--- Teks sumber ---
Misalnya, seorang bisa menjadi kaya jika ia bekerja secara sungguh-sungguh dan karena mendapatkan taufiq dan pertolongan Allah. Dan sebagian tanda syukurnya, ia harus menginfakkan harta atau sebagian nikmat yang di perolehnya. Infaq ini di keluarkan untuk kepentingan umum sehingga mereka pun ikut merasakan kenikmatan tersebut. Di samping itu, manfaatnya juga bisa di rasakan oleh pemberi infaq. Perlu di ingat bahwa melalaikan amal infaq ini akan mengkibatkan kerussakan dan bahaya secara umum, terutama sekali akan menimpa masyarakat dan individu-individunya.
Seorang, sudah barang tentu sangat mustahil melakukan pekerjaan sendirian meskipun tinggi kepandaiannya dan kecerdikannya. Mau tidak mau, ia harus membutuhkan pertolongsn dan taufiq dari Allah untuk bisa menjinakan berbagai media atau sarana yang dapat mengantarnya ke jenjang keberhasilan.
2.      Kembali kepada Allah besok di akhirat, ketika semua orang tempat menerima akibat dari amal perbuatannya masing-masiang selama hidup di dunia.
Pelajaran dari ayat yang mulia di atas:
Di antara pelajaran yang dapat dipetik dari ayat di atas adalah sebagai berikut:
1. Keutamaan berinfak dari rizki yang telah Allah karuniakan kepada kita.

--- Tujuan tugas 1 ---
Daftarkan setiap baris data yang memuat kata "windshield", dan salin tiap baris itu secara utuh.
Teks tentang infak dan baris-baris data merupakan bahan yang terpisah satu sama lain.

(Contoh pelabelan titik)
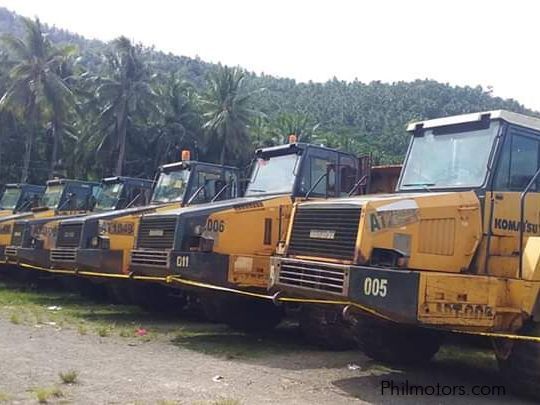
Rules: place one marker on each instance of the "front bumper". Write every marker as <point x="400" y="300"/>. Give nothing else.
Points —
<point x="204" y="267"/>
<point x="391" y="293"/>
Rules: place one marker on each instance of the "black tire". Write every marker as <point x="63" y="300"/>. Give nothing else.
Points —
<point x="520" y="368"/>
<point x="244" y="314"/>
<point x="325" y="328"/>
<point x="394" y="343"/>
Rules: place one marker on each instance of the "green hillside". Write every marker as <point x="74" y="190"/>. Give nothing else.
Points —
<point x="102" y="108"/>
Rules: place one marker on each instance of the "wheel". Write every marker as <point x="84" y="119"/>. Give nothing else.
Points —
<point x="244" y="314"/>
<point x="394" y="343"/>
<point x="520" y="363"/>
<point x="325" y="328"/>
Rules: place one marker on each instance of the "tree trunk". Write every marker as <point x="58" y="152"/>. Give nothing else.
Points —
<point x="54" y="154"/>
<point x="222" y="157"/>
<point x="122" y="132"/>
<point x="29" y="144"/>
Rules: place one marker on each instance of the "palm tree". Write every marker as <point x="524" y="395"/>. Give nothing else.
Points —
<point x="37" y="89"/>
<point x="124" y="94"/>
<point x="227" y="111"/>
<point x="180" y="122"/>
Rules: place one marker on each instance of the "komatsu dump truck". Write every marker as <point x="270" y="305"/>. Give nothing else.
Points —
<point x="61" y="197"/>
<point x="32" y="239"/>
<point x="457" y="247"/>
<point x="229" y="244"/>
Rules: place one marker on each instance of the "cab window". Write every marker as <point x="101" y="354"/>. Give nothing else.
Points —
<point x="347" y="175"/>
<point x="519" y="162"/>
<point x="316" y="168"/>
<point x="211" y="182"/>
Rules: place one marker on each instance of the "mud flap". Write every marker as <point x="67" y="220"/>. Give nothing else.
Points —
<point x="393" y="293"/>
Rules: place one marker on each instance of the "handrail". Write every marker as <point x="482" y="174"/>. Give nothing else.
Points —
<point x="522" y="218"/>
<point x="322" y="176"/>
<point x="226" y="186"/>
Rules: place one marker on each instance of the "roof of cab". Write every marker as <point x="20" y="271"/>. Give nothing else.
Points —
<point x="508" y="116"/>
<point x="187" y="163"/>
<point x="290" y="147"/>
<point x="54" y="182"/>
<point x="124" y="179"/>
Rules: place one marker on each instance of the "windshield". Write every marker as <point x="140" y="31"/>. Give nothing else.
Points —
<point x="108" y="196"/>
<point x="10" y="198"/>
<point x="273" y="176"/>
<point x="171" y="186"/>
<point x="457" y="159"/>
<point x="52" y="196"/>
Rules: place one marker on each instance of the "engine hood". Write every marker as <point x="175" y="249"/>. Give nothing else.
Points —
<point x="112" y="214"/>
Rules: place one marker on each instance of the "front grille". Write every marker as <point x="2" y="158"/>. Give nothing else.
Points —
<point x="63" y="255"/>
<point x="325" y="232"/>
<point x="150" y="258"/>
<point x="156" y="233"/>
<point x="17" y="236"/>
<point x="324" y="278"/>
<point x="69" y="235"/>
<point x="11" y="251"/>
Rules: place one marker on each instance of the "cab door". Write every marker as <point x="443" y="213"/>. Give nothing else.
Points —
<point x="519" y="161"/>
<point x="319" y="174"/>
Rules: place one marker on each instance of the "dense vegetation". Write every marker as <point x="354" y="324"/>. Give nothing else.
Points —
<point x="84" y="108"/>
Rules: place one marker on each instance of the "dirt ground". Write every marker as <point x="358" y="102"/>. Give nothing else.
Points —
<point x="189" y="362"/>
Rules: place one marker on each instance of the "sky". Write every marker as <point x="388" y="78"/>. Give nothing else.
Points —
<point x="475" y="42"/>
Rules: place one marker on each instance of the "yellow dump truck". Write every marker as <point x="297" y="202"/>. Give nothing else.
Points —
<point x="229" y="244"/>
<point x="457" y="247"/>
<point x="61" y="197"/>
<point x="32" y="239"/>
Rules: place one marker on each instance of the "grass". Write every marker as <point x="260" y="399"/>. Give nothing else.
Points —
<point x="69" y="377"/>
<point x="44" y="394"/>
<point x="15" y="319"/>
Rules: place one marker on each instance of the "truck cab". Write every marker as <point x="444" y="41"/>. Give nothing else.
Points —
<point x="61" y="197"/>
<point x="32" y="238"/>
<point x="99" y="244"/>
<point x="19" y="198"/>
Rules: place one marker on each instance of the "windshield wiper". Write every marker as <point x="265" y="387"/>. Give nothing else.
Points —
<point x="419" y="184"/>
<point x="425" y="186"/>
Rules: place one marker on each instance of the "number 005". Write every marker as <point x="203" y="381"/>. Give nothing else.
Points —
<point x="378" y="287"/>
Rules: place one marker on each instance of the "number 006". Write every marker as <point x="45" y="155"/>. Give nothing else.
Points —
<point x="377" y="287"/>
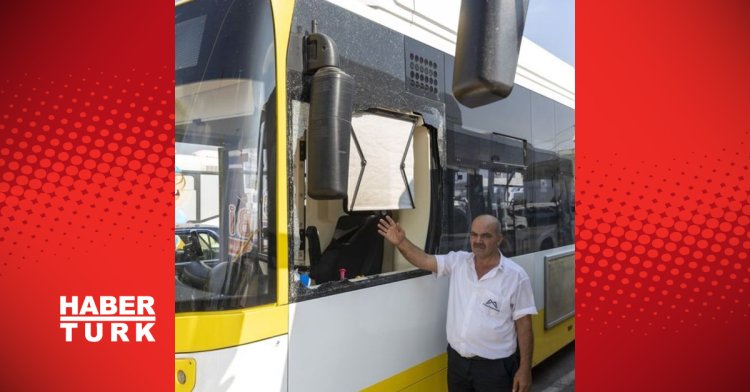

--- Tujuan tugas 2 ---
Teruskan teks tentang infak mulai dari kalimat terakhirnya.

--- Jawaban 1 ---
Rules: place one marker on each instance of the "windshield". Write every marker as <point x="140" y="31"/>. Give nothing else.
Rules: place one marker on each instance of the "windshield wiper". Write every marker as <point x="265" y="387"/>. Give nothing else.

--- Jawaban 2 ---
2. Bahwasanya infak adalah salah satu konsekuensi dari keimanan, dan kikir (belit/bakhil) adalah kekurangan dalam iman. Oleh sebab itu seorang mukmin bukanlah orang yang pelit, namun orang mukmin adalah orang yang dermawan.
3. Peringatan bahwa seseorang tidak memperoleh rizki semata-mata dengan usahanya sendiri, usaha hanyalah sebab namun yang menjadikan sebab itu adalah Allah Subhanahu wa Ta’ala4. Bahwasanya pada hari itu (Kiamat) tidak ada lagi kemungkinan (kesempatan) untuk sampai kepada apa yang diinginkan, dengan sarana/sebab apapun yang biasa mereka gunakan di dunia untuk meraih apa yang mereka inginkan, seperti jual beli, persahabatan, syafa’at. Akan tetapi yang bisa menyampaikan seseorang kepada apa yang diiginkan adalah ketaatan kepada Allah Subhanahu wa Ta’ala.
5. Bahwasanya syafa’at tidak bermanfaat bagi orang kafir, karena Allah Subhanahu wa Ta’ala mengakhiri firman-Nya وَلاَ شَفَاعَةٌ (tidak ada syafa’at) dengan fiman-Nya:وَالْكَافِرُونَ هُمُ الظَّالِمُون (Dan orang-orang kafir itulah orang-orang yang zalim) dan ini diuatkan dengan firman-Nya:
فَمَا تَنفَعُهُمْ شَفَاعَةُ الشَّافِعِينَ {48}
”Maka tidak berguna lagi bagi mereka syafa’at dari orang-orang yang memberikan syafa’at.”(QS. A-Mudatstsir:48)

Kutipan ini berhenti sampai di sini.